Hola, hola. Probando. Un, dos, tres. ¿Se me lee? Aquí El Superviviente 19 emitiendo directamente sobre el Océano Atlántico. ¡He vuelto!
Con una nueva edición de Supervivientes a punto de comenzar (¡y qué edición, señores!), regreso yo también para contar cómo me irá la vida en estos tres meses de grabación del programa. Ya hemos barrido las hojas secas del blog, hemos soplado la capita de polvo que se le había formado por encima, hemos quitado algunas telarañas de las esquinas y ha quedado listo para ponerlo a funcionar otra vez. Este año con twitter incorporado. Bienvenidos a la Segunda Temporada de El Superviviente 19. Qué ganas tenía de volver. Qué. Ganas. Tantas, que ni siquiera he esperado a llegar a Honduras para ponerme a escribir. Así que aquí estoy, tecleando mientras floto en el aire, encajonado en el centímetro cúbico de espacio vital que ofrecen las aerolíneas a sus sufridos pasajeros.
A mi lado duerme uno de los cámaras del equipo, que posee el don de quedarse dormido allá donde sea. “En cualquier cosa que tenga motor, me quedo frito al instante”, me ha explicado mientras se tapaba con la manta. “Incluso en el helicóptero que nos llevaba a la isla el año pasado”, ha añadido antes de cerrar los ojos. Ahora duerme ya a pierna suelta. Sólo le ha faltado el colacao calentito. Y eso que en este vuelo él y yo estamos sentados en los sitios malditos de cualquier avión transatlántico: los dos que quedan en el medio de la fila central de cuatro asientos. Es decir, tienes gente a un lado, a otro, delante, detrás, y ni siquiera puedes consolarte mirando el ala del avión a través de una triste ventanilla de plástico. Con lo que me gusta a mí imaginar que una criatura malvada camina por el ala rompiendo los motores y cortando cables, movimientos que se adivinan cuando le iluminan los relámpagos de la increíble tormenta que ha estallado en el exterior. El juego que da la ventanila de un avión (y haber visto todos los capítulos de ‘En los límites de la realidad’), y yo aquí en el asiento más aburrido de todo Iberia.

TAREAS »
a: En el fragmento del blog sobre el viaje a Honduras, ¿qué don posee el cámara que duerme en el asiento de al lado?
b: Retoma el fragmento del blog sobre el viaje a Honduras y continúalo a partir de su última oración.

ÍTEMS »
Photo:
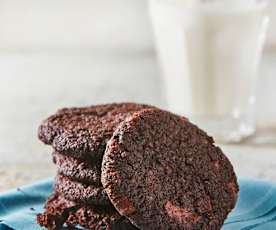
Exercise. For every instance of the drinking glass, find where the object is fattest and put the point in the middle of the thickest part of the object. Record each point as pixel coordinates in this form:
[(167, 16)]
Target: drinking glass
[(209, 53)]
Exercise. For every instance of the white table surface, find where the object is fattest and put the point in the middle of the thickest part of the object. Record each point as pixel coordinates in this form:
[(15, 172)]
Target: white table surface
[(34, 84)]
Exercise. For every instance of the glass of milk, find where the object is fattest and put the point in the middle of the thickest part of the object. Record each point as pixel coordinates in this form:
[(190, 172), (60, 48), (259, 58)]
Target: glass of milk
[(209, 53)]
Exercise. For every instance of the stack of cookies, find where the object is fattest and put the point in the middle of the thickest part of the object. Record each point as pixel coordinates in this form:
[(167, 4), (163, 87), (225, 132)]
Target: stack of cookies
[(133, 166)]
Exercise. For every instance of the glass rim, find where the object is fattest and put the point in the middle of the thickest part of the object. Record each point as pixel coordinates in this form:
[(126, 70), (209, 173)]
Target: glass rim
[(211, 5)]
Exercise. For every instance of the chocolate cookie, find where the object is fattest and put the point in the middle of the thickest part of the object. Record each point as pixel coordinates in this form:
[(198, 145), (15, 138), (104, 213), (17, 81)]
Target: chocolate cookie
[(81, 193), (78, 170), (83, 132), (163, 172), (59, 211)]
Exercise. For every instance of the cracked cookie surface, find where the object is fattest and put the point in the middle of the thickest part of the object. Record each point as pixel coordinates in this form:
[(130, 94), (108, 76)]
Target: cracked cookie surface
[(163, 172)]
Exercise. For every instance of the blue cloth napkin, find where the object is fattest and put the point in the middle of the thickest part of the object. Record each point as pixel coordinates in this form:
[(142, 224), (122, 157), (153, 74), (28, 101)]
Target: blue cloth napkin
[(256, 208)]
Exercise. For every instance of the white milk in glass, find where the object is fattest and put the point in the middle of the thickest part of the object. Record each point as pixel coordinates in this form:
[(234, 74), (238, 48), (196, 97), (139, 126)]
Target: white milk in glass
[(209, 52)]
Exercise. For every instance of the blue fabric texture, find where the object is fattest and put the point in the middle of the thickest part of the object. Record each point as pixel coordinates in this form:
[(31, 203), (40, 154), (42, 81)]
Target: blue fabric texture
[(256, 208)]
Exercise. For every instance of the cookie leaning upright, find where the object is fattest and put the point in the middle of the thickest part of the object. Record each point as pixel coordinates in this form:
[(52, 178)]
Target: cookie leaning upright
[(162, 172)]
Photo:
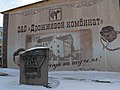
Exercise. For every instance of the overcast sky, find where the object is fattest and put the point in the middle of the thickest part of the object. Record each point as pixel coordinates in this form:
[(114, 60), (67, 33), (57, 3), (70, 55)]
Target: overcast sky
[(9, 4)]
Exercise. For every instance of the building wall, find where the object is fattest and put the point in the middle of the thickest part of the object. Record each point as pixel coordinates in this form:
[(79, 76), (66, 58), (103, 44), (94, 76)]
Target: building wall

---

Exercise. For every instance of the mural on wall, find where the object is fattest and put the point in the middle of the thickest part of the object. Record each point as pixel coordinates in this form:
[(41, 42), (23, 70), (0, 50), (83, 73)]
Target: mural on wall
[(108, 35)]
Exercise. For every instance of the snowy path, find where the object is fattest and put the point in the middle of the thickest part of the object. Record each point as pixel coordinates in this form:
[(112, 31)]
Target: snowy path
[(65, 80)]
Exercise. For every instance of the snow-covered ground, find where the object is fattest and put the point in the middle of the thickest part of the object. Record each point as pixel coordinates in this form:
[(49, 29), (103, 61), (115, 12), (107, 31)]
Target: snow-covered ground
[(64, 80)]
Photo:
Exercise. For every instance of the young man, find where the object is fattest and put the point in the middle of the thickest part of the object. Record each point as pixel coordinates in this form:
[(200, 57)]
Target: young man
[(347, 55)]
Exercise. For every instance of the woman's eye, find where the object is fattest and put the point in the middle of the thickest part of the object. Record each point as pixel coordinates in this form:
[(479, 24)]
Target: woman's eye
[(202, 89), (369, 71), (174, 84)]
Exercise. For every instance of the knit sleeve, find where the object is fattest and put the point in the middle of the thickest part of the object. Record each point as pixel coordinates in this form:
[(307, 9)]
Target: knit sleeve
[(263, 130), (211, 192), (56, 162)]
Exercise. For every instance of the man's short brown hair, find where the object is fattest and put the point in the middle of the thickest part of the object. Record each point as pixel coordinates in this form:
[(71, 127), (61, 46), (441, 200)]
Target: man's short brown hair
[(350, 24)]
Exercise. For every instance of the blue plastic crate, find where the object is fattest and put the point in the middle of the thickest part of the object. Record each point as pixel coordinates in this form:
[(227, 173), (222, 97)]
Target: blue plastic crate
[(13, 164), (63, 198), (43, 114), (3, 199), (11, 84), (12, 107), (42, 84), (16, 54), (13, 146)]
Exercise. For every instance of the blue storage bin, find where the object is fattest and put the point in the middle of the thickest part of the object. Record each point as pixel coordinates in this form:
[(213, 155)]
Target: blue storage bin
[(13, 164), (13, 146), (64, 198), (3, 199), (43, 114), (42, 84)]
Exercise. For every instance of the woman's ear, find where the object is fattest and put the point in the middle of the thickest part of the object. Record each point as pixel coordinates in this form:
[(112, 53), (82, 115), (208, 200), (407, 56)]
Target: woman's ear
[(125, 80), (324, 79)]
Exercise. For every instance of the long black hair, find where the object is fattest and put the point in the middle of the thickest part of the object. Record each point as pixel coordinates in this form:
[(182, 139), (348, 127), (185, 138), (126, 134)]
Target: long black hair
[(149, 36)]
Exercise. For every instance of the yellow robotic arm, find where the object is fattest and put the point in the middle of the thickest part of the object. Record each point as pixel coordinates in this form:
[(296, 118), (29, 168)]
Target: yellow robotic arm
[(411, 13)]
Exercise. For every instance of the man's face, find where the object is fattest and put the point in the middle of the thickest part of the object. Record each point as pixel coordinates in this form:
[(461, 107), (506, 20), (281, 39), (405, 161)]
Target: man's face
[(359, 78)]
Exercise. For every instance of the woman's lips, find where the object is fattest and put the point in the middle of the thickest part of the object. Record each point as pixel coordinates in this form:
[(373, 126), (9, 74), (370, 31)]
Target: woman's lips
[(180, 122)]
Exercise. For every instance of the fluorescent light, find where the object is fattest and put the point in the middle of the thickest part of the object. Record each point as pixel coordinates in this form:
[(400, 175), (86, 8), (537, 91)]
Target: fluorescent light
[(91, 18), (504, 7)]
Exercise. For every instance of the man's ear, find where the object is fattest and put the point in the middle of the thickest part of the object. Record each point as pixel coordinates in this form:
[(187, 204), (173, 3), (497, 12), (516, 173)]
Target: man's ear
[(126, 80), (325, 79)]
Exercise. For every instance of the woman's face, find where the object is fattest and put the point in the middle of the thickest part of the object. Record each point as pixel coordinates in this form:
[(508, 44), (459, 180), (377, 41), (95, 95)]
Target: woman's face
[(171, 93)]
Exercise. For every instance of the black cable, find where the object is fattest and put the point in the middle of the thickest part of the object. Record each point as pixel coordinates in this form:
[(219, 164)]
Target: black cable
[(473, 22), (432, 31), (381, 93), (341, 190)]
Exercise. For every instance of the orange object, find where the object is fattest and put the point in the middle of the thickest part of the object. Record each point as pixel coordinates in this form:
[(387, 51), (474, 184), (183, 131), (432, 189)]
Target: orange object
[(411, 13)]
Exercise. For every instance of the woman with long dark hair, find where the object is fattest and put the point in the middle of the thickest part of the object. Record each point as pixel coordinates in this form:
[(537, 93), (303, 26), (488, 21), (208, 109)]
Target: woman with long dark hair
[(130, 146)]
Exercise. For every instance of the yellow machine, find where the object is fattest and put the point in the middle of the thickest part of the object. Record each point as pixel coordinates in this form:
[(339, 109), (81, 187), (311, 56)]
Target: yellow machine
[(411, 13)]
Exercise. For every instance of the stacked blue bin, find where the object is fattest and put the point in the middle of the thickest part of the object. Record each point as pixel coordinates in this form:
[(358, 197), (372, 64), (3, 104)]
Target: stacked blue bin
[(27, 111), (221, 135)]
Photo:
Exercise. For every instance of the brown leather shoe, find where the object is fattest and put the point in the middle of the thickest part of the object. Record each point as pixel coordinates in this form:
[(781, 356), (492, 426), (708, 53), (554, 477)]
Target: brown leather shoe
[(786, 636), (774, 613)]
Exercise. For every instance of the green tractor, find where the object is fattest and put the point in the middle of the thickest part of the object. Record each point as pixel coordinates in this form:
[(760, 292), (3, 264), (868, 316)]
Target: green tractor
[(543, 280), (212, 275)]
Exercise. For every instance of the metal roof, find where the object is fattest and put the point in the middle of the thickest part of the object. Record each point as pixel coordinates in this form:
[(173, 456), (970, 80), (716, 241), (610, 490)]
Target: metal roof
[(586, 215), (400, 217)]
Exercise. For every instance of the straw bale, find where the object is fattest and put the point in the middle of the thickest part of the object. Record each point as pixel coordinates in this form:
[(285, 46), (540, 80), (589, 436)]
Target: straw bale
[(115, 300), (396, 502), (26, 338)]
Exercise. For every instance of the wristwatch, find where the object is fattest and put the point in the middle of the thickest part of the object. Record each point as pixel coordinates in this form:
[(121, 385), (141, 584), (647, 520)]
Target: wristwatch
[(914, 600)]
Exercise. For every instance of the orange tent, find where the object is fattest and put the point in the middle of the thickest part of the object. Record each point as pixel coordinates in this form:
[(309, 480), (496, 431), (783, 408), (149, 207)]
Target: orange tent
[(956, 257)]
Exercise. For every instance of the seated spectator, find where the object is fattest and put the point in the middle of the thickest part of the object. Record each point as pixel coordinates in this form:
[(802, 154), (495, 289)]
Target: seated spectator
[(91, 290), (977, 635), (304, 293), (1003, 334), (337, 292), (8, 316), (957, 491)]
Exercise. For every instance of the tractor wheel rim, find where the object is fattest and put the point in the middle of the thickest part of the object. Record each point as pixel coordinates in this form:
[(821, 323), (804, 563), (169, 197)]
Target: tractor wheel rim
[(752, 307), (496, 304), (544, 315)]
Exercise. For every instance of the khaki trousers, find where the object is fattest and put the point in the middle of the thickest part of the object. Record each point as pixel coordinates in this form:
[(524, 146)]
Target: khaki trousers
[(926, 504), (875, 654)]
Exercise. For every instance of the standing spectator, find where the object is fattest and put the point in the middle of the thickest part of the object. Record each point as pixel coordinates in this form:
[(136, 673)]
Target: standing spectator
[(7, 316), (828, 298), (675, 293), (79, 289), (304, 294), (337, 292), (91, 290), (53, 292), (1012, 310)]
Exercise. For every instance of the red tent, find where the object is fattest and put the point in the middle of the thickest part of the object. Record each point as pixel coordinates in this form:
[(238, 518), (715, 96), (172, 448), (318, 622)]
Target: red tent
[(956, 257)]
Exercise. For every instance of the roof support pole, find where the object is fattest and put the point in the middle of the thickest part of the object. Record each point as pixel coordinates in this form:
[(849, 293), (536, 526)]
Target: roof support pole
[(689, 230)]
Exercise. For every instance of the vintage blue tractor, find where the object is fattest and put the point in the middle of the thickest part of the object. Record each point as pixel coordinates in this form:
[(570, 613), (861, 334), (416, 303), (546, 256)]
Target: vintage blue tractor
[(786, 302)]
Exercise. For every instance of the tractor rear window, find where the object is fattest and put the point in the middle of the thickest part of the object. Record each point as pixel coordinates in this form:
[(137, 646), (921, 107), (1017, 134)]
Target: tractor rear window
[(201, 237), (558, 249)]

RESPUESTAS »
a: El don de quedarse dormido allá donde sea.

b:
Qué iluso, que me he venido de casa con un cojín a cuestas, con su funda del Ikea y todo, pensando que así aumentaría el confort de estas once horas de travesía. Al final me encuentro encerrado en una celda no mucho mayor que las que usan las abejas para criar a sus larvas. Y el cojín, pues en el suelo, que no tengo donde apoyarlo. Para eso me hubiera traído el felpudo de casa, que ocupa menos y sabe decir ‘hola’. Por suerte traigo un ordenador pequeñito, que más o menos encaja en la mesilla plegable: si abriera aquí un portátil de tamaño medio la tecla de la letra A me quedaría sobre el regazo del cámara (y le despertaría en cuanto quisiera escribir ‘Aída’), y el Intro sobre la rodillas de la mujer salvadoreña que tengo al lado. ¿Duerme ella también? Anda, pues sí. Qué bien. En fin, intentaré no hacer ruido con las teclas.
Pero bueno, a lo que iba. ¡Que vuelve Supervivientes! Y la edición se presenta interesante con esa lista de famosos (los anónimos aún están por descubrir) que prometen mantener bien agitados los Cayos Cochinos, el curioso nombre del archipiélago hondureño al que regresa el programa. Volvemos a la localización en la que ya transcurrieron tantas ediciones anteriores. Al clásico por excelencia del concurso. Con su Cayo Paloma y su Cayo Timón. Como debe ser. El equipo en esta ocasión estaremos alojados en tierra continental, en la ciudad de La Ceiba, a unos cuarenta minutos en lancha de la isla de los concursantes. Pero ya habrá tiempo de contar todo eso.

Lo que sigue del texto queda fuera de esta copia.